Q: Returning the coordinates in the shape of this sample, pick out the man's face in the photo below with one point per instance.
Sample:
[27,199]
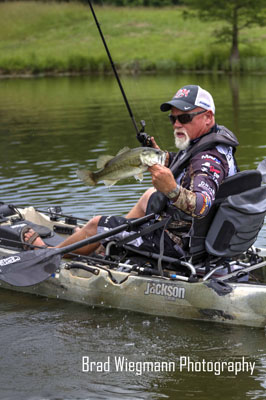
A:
[199,125]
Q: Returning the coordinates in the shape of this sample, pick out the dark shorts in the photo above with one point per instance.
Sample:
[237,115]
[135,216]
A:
[149,242]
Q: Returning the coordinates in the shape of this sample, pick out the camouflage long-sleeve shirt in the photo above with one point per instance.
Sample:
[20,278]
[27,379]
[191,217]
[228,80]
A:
[200,181]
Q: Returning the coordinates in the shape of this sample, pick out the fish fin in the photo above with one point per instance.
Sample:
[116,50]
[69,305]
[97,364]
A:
[109,182]
[103,160]
[124,150]
[139,176]
[86,176]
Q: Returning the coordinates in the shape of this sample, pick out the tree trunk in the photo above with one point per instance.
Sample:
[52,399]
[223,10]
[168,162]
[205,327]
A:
[234,57]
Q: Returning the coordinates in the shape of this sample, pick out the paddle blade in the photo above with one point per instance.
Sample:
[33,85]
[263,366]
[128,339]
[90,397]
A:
[29,267]
[262,168]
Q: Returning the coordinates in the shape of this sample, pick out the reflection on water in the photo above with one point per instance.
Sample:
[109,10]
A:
[49,128]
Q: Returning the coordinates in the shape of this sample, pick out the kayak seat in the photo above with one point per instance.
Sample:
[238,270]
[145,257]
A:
[234,220]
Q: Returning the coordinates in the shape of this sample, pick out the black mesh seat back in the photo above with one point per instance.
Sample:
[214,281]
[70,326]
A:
[238,183]
[237,223]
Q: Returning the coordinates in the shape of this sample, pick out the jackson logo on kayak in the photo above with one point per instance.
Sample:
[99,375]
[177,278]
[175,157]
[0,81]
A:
[171,292]
[9,260]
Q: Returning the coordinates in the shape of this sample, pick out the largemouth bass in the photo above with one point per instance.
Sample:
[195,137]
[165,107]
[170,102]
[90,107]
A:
[128,162]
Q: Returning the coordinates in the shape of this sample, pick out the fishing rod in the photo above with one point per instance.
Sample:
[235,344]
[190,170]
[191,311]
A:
[142,137]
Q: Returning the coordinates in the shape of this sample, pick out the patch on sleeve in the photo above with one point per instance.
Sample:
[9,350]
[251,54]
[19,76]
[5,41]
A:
[186,201]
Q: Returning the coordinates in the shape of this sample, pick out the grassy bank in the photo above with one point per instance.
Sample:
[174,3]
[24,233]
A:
[62,37]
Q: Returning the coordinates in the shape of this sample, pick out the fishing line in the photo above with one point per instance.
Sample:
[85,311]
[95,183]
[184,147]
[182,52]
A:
[143,138]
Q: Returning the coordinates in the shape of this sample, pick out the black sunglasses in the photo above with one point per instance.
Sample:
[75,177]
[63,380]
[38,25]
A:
[184,118]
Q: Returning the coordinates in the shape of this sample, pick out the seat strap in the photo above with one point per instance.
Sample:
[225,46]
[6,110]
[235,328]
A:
[142,232]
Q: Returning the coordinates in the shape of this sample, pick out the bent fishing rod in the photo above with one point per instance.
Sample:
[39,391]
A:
[142,137]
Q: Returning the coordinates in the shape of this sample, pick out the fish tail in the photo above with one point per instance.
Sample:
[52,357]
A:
[86,176]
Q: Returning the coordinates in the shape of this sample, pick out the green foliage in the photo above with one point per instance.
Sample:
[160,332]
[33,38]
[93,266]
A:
[247,12]
[60,38]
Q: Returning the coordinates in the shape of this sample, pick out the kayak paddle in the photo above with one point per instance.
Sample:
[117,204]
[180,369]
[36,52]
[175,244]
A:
[33,266]
[262,168]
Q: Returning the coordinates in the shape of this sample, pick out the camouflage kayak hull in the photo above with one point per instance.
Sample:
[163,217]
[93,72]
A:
[234,303]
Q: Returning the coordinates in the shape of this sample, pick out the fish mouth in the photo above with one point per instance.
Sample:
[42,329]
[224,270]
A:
[182,139]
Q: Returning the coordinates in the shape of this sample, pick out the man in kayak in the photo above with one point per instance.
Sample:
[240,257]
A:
[186,186]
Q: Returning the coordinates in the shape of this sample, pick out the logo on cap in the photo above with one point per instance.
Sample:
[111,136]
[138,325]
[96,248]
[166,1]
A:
[182,93]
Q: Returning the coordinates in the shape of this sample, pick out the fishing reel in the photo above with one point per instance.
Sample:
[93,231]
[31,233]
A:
[143,137]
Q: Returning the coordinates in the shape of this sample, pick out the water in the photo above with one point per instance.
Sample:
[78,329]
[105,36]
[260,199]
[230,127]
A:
[49,128]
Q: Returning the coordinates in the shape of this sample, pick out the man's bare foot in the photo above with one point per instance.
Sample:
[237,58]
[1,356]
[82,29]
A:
[32,237]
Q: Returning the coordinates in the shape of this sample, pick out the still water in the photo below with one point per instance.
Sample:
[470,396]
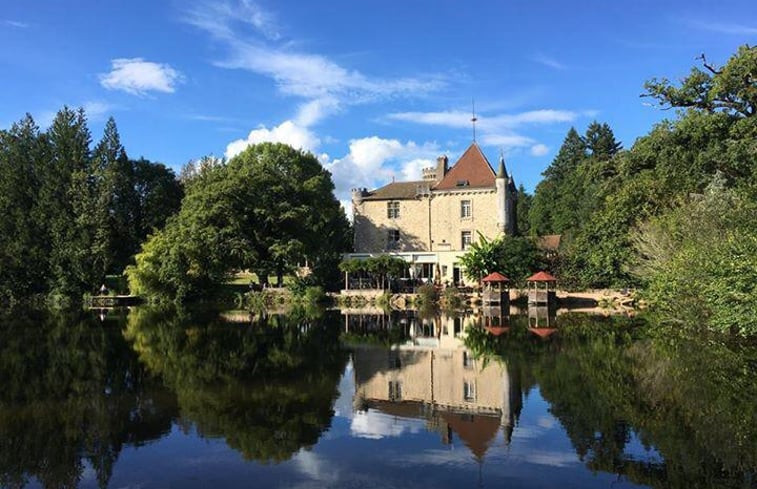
********************
Could you copy the data above exactly, leaving the pictures out?

Exercise result>
Q: Returning the coordinates in the shape of this sample, pick out the man's face in the photo below with one point per instance.
Sample:
[27,199]
A:
[199,125]
Q: Returning the coordinates in the shape of this sample, pick out the dark shorts in the photo above with one point per instance.
Sample:
[237,115]
[135,216]
A:
[149,242]
Q: Returning the coordinates in the shape of this sample, pick out the camouflage long-sleeve shirt in the photo above with one point per instance.
Sample:
[20,278]
[27,379]
[191,217]
[228,80]
A:
[200,181]
Q: Returning the coordinates in the shape of this sample, pick out the fish fin in the photo above with one point per instance.
Sample:
[116,50]
[69,305]
[97,364]
A:
[109,182]
[103,160]
[124,150]
[139,176]
[86,176]
Q: Returning the coordinates in the shape of this sample, pick out the tree trunk in the photo above with one point per instance.
Sample:
[52,399]
[223,10]
[168,162]
[205,327]
A:
[234,57]
Q: Returning the coordinates in the shape of this sample, pick out the paddle blade in the photo above with one point per instance.
Sample:
[33,85]
[263,366]
[128,339]
[90,397]
A:
[29,267]
[262,168]
Q: Returning the coordinates in the shape of this sample, pick out the reflection on water in the photo above with one point per instance.
Sample:
[109,10]
A:
[49,128]
Q: Returning the coordinates in the shape of this sample, pick out the kayak seat in the photo above with one point per instance.
Sample:
[238,270]
[145,257]
A:
[234,220]
Q: Returning the coordinates in the shape of this sample, pick out the black mesh seat back in the photo above with one point per instance.
Sample:
[214,281]
[70,326]
A:
[238,183]
[237,223]
Q: Returning the coordinates in the shape of this sample, pick out the jackson logo on kayak in the photo above with one point per instance.
Sample:
[99,375]
[177,278]
[175,157]
[0,81]
A:
[171,292]
[9,260]
Q: Returning the coordinates in the shape of this sample, pick out the largemouth bass in the photo above with one point per instance.
Sample:
[195,137]
[165,107]
[170,102]
[90,107]
A:
[128,162]
Q: Returning the coordinates in the shape of this sample, pick out the fishing rod in the photo above with one point per instance.
Sample:
[235,344]
[190,170]
[191,311]
A:
[142,137]
Q: Returning the coordinates in the shape of this sample, pick out the patch on sleeve in the photo above with one point per instance.
Sample:
[9,350]
[251,54]
[19,76]
[5,41]
A:
[186,201]
Q: Returning the coordinates in the shape of this sample, pick out the grassy bank in the photo above with one point per instance.
Sample:
[174,3]
[24,233]
A:
[62,37]
Q: Returning the coordinates in the shape of this sample, pick out the fishing line in the photo above with one point per instance.
Sample:
[85,311]
[95,183]
[184,147]
[182,52]
A:
[143,138]
Q: Returning the coordinates in the shape of this sample, pick out the black sunglasses in the photo above with one point per instance.
Sample:
[75,177]
[63,380]
[38,25]
A:
[184,118]
Q: Returning the coordinates in the shape of this sample, pick out the seat strap in the photo above with one point per instance.
Sample:
[225,46]
[6,110]
[235,328]
A:
[142,232]
Q: Returning the coordinates in the shape of this sample, pick out the bent fishing rod in the photo above with one point per instance.
Sample:
[39,391]
A:
[142,137]
Q: Returning the coordinates in the shape of this sample, pick out the fish tail in the photo above with one point per instance.
Sample:
[52,357]
A:
[86,176]
Q: Returning the coordinates in the shape of this sample, pick out the green foliage in the photo above with one point per instance.
Sample:
[160,332]
[33,38]
[93,266]
A:
[247,12]
[60,38]
Q: Returning the coordinates in the shape of this sample, pick out the kayak paddle in the photo above with one point per instance.
Sample:
[117,204]
[180,369]
[36,52]
[175,244]
A:
[33,266]
[262,168]
Q: Returning the coordinates in the shape of this sample, pick out the camouflage kayak hull in the photo above with one point per instance.
Sample:
[163,217]
[93,72]
A:
[234,303]
Q: Returning the coordinates in the shape of this sample, pick out the fish mouth in the photo above with one point per instance.
Sample:
[42,329]
[224,270]
A:
[182,139]
Q: Returning the coordinates in the shape of this sample, pick out the man in kayak in the photo above with one point per instance.
Sample:
[240,257]
A:
[186,186]
Q: Returning the coordinates in the shape of this sample, pick out the logo on cap in the photo above with one point per instance.
Sample:
[111,136]
[138,325]
[96,248]
[166,1]
A:
[182,93]
Q: Returning the coordinates in the shape of this sample, pick out the fishing reel in the photo above with one point per instance.
Sample:
[93,231]
[31,233]
A:
[143,137]
Q: Returning the coordinates in the shape of this sample, pick out the water in the photo above with one point per instance.
Sample:
[78,329]
[105,36]
[260,199]
[230,127]
A:
[49,128]
Q: Returning the coordinates in the shape of this sample, pick out the man's bare foot in the photo above with one point per instance.
Sample:
[237,58]
[1,356]
[82,29]
A:
[32,237]
Q: Returning the coordinates in the shape of this sample, pick out the still water in the photo below with one point per instance.
Sample:
[470,396]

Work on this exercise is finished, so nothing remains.